Given task: Find every line in the entries below that contains the word "head" and copy each of those lines. Matching is case-sensitive.

Records provided:
[Start]

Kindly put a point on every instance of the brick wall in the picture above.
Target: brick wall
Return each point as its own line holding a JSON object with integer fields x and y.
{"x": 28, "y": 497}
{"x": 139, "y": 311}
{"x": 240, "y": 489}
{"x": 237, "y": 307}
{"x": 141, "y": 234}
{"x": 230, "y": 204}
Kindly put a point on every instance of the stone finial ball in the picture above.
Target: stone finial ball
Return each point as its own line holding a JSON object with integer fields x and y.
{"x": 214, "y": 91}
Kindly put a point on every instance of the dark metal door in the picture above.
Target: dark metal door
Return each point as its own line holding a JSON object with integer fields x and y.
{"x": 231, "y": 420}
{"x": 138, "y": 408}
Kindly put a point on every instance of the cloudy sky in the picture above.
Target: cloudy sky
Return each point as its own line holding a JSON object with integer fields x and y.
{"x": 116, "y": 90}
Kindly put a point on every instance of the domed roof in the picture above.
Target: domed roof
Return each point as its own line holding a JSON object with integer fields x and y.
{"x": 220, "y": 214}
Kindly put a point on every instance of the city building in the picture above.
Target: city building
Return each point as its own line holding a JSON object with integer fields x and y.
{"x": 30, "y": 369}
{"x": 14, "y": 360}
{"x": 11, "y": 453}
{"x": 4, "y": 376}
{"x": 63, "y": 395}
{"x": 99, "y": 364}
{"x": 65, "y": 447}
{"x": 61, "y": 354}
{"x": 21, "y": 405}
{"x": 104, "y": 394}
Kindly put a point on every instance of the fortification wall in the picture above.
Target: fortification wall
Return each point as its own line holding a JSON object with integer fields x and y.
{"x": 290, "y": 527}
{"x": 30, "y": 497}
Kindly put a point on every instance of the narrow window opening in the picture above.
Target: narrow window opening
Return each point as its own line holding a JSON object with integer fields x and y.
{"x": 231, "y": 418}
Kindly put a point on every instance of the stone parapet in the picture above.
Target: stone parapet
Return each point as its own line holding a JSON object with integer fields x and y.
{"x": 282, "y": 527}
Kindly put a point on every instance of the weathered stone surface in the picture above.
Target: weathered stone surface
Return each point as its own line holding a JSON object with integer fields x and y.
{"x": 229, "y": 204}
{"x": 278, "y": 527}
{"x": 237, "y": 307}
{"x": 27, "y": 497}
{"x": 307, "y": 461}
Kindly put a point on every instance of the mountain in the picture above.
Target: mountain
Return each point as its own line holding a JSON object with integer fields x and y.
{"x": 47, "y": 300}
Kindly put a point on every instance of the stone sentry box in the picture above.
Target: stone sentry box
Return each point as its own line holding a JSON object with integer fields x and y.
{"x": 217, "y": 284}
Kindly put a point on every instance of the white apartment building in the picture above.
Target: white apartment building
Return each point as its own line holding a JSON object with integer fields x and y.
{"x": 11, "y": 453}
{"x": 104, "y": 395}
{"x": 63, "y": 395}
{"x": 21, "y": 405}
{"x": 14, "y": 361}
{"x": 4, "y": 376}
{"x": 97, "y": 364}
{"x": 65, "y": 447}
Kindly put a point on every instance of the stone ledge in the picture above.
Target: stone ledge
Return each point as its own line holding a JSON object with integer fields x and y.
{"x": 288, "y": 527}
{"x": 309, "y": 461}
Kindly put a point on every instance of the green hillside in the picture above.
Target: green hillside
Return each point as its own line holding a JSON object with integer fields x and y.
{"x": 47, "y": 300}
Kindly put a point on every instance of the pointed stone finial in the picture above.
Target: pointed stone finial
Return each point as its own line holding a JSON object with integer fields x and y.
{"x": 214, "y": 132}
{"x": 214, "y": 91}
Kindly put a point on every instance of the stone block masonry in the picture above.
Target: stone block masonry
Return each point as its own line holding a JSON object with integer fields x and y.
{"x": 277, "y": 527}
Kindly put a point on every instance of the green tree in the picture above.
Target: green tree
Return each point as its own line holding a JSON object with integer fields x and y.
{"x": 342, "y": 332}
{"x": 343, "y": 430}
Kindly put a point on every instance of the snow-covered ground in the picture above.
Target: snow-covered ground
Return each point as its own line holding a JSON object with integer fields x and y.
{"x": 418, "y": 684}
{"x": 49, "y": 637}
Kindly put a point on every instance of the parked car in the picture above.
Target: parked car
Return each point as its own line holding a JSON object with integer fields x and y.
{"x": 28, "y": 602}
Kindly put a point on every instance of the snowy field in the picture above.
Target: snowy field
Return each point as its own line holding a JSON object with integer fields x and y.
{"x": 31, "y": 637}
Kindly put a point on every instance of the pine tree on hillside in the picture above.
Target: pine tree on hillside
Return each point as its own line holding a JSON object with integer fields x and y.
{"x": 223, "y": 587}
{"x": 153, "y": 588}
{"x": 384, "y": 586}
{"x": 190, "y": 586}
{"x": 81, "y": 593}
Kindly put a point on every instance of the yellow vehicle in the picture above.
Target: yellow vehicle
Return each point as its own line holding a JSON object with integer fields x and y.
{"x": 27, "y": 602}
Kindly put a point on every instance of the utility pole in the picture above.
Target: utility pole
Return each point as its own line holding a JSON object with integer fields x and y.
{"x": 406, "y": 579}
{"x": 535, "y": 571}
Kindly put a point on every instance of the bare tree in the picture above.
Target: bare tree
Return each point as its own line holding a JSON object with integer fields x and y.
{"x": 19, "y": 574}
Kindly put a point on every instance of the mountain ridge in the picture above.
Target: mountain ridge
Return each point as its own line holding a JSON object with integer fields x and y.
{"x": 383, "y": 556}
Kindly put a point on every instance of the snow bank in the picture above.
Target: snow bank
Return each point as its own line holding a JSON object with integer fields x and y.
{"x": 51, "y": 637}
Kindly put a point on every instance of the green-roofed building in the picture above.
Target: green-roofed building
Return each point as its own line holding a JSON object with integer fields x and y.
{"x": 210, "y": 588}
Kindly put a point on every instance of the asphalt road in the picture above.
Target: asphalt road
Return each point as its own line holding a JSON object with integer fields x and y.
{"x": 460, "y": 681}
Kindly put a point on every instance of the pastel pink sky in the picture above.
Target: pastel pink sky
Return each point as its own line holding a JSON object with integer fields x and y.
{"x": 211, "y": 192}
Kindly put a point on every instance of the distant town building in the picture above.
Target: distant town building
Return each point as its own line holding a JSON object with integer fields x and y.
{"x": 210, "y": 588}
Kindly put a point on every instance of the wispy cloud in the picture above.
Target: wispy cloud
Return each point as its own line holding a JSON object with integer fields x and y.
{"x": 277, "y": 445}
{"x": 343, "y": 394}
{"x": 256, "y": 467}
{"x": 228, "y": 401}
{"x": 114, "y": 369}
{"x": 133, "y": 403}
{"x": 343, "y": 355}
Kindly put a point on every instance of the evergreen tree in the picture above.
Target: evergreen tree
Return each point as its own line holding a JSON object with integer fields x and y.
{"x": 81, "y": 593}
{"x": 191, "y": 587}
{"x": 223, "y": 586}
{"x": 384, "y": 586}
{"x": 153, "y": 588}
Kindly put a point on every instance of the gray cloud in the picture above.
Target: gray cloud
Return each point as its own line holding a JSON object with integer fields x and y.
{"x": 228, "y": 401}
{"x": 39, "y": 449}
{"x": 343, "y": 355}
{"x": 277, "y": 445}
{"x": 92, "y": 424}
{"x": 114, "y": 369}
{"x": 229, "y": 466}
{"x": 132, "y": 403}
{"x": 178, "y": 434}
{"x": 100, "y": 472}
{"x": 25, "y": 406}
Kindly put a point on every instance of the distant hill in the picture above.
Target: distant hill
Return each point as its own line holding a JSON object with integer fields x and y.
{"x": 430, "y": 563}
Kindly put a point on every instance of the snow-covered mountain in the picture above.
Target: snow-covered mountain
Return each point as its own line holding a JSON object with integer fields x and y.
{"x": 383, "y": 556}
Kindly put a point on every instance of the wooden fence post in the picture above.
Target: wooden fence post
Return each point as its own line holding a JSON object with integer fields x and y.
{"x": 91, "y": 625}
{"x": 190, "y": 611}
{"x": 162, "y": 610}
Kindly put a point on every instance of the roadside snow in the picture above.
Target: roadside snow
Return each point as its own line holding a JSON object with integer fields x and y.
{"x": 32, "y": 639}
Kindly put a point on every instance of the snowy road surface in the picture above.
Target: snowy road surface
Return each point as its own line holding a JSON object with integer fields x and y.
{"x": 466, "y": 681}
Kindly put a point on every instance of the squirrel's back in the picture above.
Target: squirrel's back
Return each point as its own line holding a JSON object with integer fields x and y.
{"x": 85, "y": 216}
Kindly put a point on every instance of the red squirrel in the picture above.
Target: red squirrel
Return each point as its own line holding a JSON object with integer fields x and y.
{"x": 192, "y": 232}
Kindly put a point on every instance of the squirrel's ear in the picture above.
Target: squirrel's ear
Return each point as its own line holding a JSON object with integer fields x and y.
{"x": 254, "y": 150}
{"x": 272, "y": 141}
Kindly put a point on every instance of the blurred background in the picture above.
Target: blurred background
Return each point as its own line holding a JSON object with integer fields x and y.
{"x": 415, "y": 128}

[End]
[Start]

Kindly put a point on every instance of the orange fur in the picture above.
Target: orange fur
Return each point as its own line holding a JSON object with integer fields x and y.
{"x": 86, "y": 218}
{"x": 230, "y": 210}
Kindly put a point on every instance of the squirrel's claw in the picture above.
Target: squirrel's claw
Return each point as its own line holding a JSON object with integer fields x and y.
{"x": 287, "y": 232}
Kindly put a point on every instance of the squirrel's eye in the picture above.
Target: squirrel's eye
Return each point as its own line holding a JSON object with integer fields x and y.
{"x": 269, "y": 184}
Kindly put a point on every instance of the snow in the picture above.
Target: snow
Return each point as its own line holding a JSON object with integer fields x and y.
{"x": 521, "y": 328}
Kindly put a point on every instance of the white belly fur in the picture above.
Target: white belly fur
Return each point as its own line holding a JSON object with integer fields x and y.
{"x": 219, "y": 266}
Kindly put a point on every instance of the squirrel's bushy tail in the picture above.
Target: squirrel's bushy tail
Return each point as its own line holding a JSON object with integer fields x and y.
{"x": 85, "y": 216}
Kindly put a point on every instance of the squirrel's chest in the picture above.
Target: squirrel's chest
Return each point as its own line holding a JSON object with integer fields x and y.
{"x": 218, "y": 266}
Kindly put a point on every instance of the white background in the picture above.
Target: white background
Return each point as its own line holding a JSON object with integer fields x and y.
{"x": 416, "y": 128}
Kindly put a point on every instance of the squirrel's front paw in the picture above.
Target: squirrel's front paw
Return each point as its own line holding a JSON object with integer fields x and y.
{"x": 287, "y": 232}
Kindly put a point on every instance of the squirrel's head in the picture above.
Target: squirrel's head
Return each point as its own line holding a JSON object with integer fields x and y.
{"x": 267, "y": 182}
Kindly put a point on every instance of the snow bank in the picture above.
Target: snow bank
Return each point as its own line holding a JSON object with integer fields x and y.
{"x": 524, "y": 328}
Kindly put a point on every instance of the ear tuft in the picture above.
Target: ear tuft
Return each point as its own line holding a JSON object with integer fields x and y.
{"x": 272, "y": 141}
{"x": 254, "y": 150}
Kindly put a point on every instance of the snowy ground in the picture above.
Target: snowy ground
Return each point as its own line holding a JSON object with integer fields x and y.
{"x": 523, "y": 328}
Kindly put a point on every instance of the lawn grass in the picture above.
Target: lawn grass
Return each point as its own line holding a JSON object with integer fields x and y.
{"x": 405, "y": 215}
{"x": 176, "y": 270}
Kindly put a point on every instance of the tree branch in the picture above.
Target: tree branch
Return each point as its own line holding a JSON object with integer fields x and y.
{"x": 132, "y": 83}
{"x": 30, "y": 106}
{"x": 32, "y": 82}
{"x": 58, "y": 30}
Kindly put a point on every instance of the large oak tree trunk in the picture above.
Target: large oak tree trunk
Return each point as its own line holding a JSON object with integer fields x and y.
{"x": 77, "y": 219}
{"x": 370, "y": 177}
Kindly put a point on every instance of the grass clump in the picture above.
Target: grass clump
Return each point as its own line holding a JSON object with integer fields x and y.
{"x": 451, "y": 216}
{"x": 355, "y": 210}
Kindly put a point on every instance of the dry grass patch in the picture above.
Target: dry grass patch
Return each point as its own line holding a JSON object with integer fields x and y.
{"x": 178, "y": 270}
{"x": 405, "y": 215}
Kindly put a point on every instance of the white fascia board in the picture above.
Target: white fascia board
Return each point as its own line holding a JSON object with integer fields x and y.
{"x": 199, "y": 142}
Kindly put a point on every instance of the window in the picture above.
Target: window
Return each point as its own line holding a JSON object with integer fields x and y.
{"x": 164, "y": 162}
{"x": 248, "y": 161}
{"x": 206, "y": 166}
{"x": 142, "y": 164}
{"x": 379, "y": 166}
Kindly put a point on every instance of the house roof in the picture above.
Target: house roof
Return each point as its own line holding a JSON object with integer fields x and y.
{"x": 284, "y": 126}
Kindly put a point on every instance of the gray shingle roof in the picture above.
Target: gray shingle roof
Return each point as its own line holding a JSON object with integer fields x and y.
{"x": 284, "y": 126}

[End]
[Start]

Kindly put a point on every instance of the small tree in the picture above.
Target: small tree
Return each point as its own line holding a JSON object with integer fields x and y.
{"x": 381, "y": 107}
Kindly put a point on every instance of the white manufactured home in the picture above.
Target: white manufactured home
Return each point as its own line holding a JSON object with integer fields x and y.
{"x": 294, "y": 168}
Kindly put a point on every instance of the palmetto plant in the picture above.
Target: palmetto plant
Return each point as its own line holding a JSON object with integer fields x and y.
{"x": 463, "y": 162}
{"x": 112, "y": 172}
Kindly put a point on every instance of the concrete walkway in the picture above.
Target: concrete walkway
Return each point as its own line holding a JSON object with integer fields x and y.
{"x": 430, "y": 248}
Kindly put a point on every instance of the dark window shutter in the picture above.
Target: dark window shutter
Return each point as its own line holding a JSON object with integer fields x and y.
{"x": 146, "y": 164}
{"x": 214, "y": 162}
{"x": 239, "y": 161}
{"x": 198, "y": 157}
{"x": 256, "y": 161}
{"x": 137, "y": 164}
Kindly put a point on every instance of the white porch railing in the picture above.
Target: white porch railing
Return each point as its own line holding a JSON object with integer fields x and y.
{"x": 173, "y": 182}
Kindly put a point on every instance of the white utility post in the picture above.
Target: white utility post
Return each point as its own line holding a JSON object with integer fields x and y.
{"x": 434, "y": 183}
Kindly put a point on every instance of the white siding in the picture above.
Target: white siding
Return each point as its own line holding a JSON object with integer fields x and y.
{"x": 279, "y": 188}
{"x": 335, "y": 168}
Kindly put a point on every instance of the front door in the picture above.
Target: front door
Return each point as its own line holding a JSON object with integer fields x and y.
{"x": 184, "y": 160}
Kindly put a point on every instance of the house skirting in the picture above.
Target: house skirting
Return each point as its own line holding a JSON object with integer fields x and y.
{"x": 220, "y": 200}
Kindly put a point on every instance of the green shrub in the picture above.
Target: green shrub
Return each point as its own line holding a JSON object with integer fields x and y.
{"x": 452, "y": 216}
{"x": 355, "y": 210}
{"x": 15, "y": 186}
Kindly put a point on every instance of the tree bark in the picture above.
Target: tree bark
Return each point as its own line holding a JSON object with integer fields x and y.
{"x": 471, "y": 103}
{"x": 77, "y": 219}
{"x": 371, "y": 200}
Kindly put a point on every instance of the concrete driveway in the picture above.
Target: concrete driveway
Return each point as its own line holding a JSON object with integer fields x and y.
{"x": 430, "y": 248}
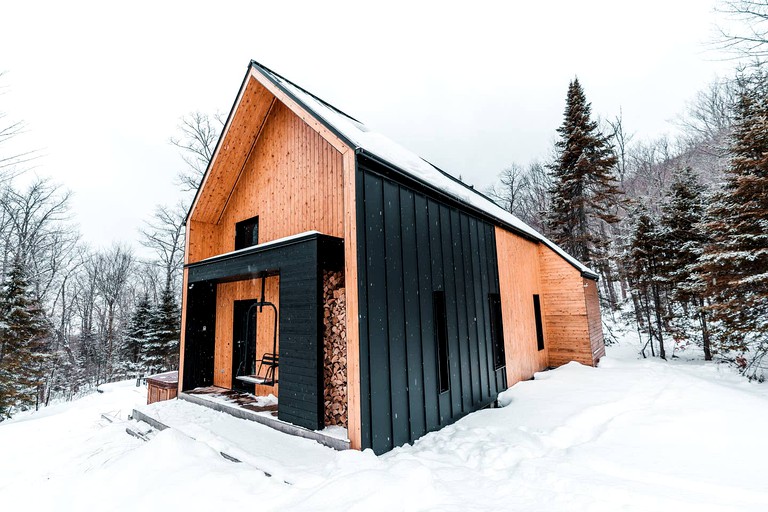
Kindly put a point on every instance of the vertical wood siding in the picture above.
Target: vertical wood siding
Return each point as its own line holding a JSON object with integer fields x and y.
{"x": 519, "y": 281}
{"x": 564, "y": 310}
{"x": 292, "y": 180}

[End]

Solution below:
Kindly put a point on every instance of the squirrel's head in the picture above.
Target: squirrel's head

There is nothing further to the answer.